-- Exercise details --
Each line in the material below, starting at the one that contains "point: door handle" and ending at the one that contains "point: dry brown", should be repeated exactly; the pictures should not.

-- Task data --

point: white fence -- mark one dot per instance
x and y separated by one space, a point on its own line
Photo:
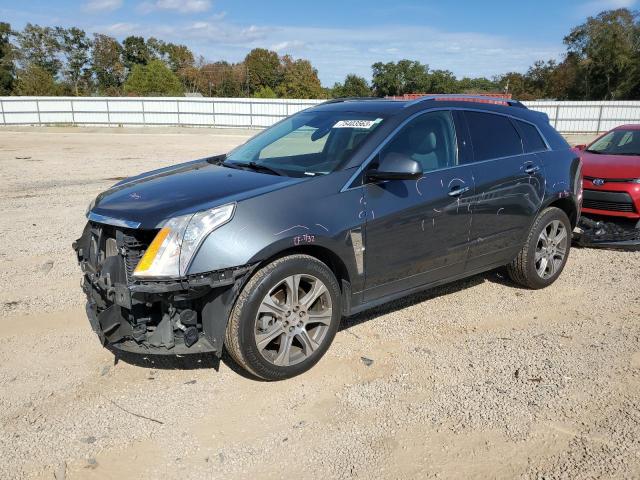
148 111
567 117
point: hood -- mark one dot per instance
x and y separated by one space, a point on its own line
610 166
150 198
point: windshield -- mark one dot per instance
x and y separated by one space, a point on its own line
309 143
617 142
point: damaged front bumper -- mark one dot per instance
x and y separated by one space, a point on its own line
160 317
607 233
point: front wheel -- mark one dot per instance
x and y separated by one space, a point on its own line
545 253
285 318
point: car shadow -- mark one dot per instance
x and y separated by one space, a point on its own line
192 361
197 361
498 276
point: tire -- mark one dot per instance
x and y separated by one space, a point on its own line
527 268
276 334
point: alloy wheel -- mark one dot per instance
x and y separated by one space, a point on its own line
551 249
293 320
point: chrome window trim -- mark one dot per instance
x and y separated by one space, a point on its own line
373 154
116 222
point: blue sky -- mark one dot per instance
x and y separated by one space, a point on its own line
467 37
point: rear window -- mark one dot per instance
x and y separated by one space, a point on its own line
493 136
531 139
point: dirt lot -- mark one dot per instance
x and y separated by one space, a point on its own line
475 380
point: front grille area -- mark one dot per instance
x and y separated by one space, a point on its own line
611 201
126 244
611 206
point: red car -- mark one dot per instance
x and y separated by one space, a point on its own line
611 169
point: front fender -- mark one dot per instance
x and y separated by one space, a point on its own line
314 213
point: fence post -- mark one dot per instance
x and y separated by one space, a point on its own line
38 109
600 118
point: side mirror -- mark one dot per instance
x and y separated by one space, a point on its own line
395 166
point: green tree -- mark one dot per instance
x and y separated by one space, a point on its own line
477 85
39 46
7 68
76 48
608 49
36 81
265 92
263 69
177 57
406 76
153 79
299 80
353 86
107 64
515 83
443 81
135 52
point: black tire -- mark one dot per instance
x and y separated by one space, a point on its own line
522 270
240 337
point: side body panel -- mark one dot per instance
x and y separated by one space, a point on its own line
311 215
416 233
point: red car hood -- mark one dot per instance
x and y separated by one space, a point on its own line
610 166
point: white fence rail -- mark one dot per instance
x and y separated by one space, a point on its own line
567 117
148 111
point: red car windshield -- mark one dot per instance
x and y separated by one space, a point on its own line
617 142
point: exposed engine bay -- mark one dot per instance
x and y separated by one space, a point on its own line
171 317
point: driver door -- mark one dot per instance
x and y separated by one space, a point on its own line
417 231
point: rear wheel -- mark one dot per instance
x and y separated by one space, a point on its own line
545 252
285 318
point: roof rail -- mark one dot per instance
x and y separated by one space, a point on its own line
468 98
348 99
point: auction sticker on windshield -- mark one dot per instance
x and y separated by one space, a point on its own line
357 123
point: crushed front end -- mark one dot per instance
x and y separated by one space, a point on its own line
154 317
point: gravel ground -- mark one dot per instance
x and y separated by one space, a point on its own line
473 380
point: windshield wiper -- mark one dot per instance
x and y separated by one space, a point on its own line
257 167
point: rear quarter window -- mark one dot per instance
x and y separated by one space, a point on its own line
531 139
492 136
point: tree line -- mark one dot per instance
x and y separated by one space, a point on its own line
601 62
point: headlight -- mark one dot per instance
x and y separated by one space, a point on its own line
173 248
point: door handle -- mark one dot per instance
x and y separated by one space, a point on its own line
457 191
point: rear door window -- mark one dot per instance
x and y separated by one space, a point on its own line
531 139
492 136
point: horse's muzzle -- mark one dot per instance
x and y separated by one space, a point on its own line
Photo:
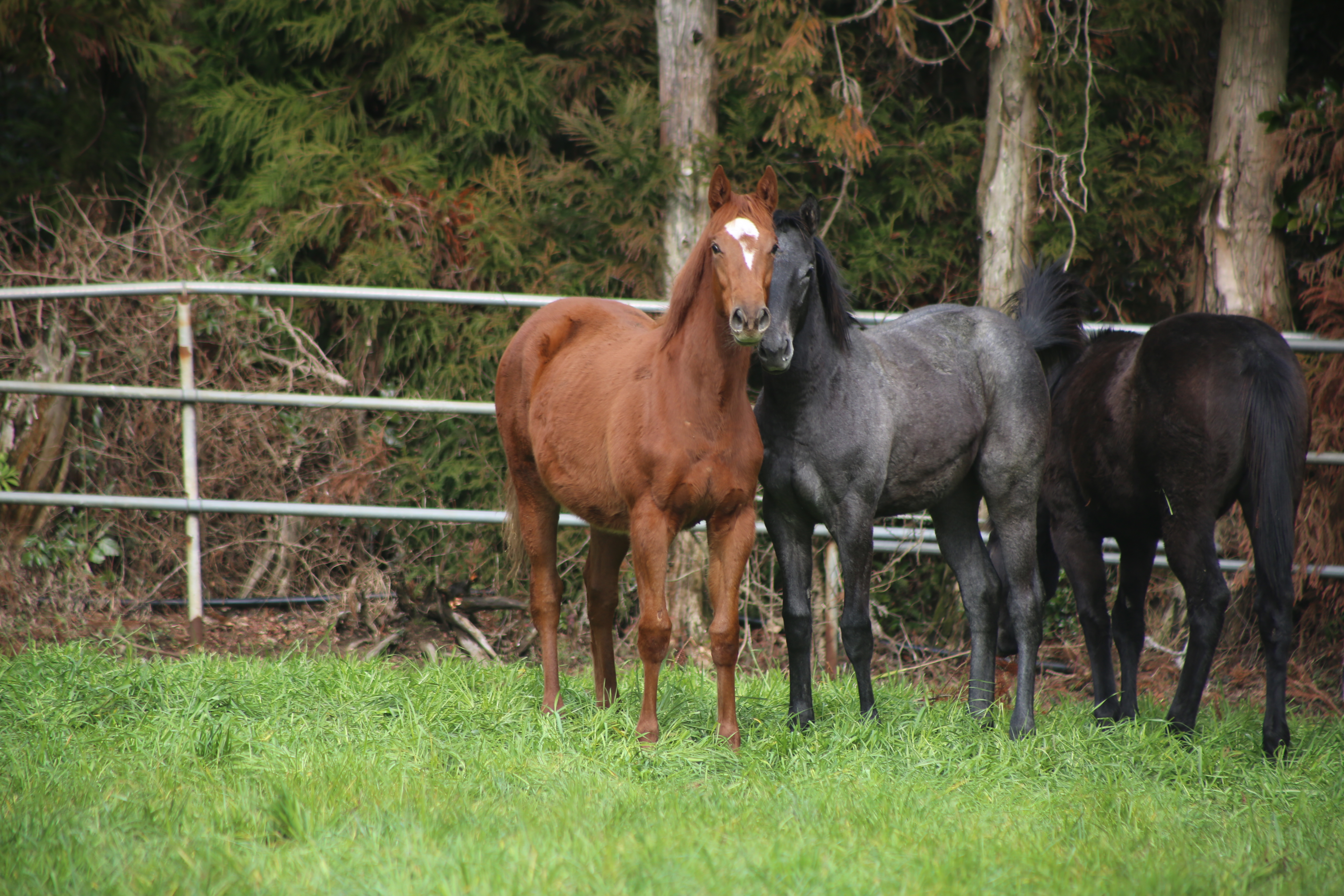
776 359
749 332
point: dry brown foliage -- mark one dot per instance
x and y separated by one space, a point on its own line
135 448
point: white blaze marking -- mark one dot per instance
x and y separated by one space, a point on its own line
740 229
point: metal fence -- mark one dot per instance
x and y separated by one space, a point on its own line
886 539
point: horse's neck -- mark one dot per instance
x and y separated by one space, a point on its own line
815 353
704 357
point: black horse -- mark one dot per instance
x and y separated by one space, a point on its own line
937 410
1155 437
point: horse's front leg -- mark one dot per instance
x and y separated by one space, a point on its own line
651 535
792 538
853 531
732 538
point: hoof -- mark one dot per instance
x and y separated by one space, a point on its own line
733 737
1181 729
1276 743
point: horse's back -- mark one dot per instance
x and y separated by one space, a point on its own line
972 396
1194 377
565 335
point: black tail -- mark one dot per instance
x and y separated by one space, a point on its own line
1049 311
1277 425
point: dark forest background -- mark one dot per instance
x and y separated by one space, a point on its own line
515 147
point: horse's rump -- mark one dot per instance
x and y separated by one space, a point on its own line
577 358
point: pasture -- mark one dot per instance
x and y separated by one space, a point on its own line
319 776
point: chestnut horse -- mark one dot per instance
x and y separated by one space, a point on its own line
643 429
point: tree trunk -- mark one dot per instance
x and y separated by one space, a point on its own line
687 34
1241 271
1004 198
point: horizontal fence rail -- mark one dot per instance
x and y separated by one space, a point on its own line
886 539
322 402
1299 342
261 399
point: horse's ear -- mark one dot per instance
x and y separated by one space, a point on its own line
811 214
720 190
768 191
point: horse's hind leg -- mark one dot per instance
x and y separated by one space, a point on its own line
1194 559
1275 610
601 574
959 539
1017 528
1080 554
1136 569
537 519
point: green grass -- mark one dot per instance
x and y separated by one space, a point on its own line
318 776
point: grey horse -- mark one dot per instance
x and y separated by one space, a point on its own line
937 410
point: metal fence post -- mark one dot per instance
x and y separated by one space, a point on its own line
196 621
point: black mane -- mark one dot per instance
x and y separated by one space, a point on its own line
835 298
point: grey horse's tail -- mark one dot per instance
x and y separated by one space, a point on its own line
1049 311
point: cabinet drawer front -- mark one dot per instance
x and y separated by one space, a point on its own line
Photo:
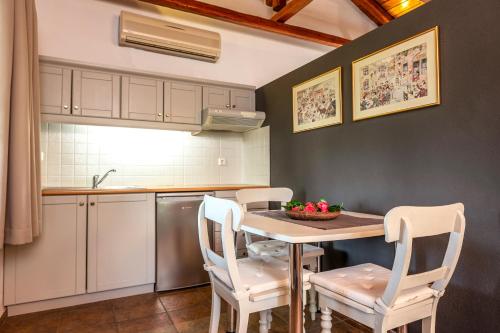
242 99
123 197
184 103
142 99
96 94
121 243
216 97
54 265
55 90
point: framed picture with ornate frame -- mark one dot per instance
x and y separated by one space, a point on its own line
318 102
400 77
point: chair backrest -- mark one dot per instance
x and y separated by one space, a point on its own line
228 214
402 225
270 194
251 195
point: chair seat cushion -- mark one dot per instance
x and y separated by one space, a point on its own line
277 248
365 283
260 274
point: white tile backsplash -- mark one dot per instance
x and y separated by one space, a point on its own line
74 153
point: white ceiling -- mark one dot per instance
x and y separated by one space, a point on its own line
87 30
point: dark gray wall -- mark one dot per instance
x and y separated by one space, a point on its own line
430 156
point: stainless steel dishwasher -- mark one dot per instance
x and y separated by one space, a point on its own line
179 262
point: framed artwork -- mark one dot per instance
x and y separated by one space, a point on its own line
401 77
318 102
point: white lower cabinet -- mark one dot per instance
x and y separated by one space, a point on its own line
121 241
54 264
88 244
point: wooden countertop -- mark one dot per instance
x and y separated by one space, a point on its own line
50 191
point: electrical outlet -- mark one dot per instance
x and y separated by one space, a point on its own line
221 161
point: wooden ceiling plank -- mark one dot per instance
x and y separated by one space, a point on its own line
278 4
251 21
292 8
374 11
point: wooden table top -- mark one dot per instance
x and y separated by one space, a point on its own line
295 233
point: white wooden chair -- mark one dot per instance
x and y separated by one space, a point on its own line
384 299
243 283
275 248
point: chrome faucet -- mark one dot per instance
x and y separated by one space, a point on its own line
96 180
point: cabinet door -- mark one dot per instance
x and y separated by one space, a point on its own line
54 264
242 99
121 241
216 97
142 99
182 103
55 90
96 94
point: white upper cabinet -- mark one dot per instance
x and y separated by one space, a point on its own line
80 94
55 90
96 94
142 98
227 98
216 97
182 103
54 264
121 241
242 99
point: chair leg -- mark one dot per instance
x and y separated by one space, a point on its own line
326 320
312 303
215 313
242 321
263 322
429 324
269 318
380 326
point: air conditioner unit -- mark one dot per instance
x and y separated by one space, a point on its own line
171 38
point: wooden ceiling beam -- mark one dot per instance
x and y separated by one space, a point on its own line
374 11
292 8
277 4
251 21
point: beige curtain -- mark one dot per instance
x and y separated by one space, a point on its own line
20 192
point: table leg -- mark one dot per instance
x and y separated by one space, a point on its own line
230 319
296 324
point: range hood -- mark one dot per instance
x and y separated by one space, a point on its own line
230 120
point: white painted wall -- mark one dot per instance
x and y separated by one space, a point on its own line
2 308
146 157
87 30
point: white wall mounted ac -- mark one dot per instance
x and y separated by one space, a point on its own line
171 38
229 120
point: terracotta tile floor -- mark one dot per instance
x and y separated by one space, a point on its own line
168 312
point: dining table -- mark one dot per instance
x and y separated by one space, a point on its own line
297 234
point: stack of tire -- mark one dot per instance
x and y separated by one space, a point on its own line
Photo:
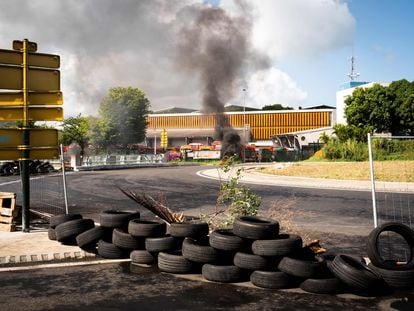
253 250
396 274
65 228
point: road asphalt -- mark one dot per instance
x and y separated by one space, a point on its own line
21 248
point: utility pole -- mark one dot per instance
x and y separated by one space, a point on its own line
244 124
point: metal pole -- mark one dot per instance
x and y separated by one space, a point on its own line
244 125
155 144
371 168
24 161
65 194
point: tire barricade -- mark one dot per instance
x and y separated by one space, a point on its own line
254 250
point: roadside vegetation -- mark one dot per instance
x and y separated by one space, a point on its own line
395 171
379 109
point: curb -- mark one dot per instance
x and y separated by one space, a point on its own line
45 257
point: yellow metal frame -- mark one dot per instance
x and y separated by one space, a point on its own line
262 124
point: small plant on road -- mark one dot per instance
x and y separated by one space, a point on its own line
233 199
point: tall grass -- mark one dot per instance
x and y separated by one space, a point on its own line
383 150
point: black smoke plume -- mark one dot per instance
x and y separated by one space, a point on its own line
217 47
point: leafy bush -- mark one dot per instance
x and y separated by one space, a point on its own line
351 150
235 200
393 149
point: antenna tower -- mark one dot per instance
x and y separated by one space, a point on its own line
353 75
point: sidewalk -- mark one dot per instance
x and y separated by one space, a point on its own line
34 247
19 248
251 176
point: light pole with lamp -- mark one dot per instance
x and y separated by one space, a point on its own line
244 124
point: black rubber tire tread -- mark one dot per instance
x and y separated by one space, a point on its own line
61 218
284 245
372 246
273 279
226 240
223 274
146 228
124 240
397 279
191 228
70 229
198 251
322 286
162 244
51 234
256 228
90 237
117 218
143 257
355 273
174 262
254 262
111 251
304 268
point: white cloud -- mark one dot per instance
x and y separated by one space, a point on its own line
269 87
301 28
132 42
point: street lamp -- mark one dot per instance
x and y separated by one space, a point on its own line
244 124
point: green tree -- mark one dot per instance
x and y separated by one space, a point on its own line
383 109
123 116
276 107
403 106
76 130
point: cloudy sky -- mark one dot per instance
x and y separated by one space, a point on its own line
295 53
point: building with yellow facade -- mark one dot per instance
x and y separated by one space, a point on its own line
252 126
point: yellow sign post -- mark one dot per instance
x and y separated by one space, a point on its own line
10 57
37 97
164 139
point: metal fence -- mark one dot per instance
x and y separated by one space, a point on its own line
396 206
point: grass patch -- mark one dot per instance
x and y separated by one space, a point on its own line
396 171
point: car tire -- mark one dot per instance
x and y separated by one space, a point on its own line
322 286
117 218
70 229
143 257
51 234
146 228
356 274
90 238
124 240
199 251
256 228
304 268
373 248
397 279
61 218
111 251
223 274
192 228
163 244
273 279
174 262
283 245
226 240
254 262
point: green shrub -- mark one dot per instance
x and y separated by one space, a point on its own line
351 150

-- Response for this exercise --
point: door handle -- mark one dot per instance
x and y separated by one space, a point on its own line
457 191
point: rear door window -- mark one dot per instance
x and y separated by one space, a point on its own line
531 139
492 136
point: horse's muzzle -- mark one dot per instance
x and y separated by one space, a point on its own line
Photo:
776 359
749 332
point: dry brown foliage -- mark one dot per instance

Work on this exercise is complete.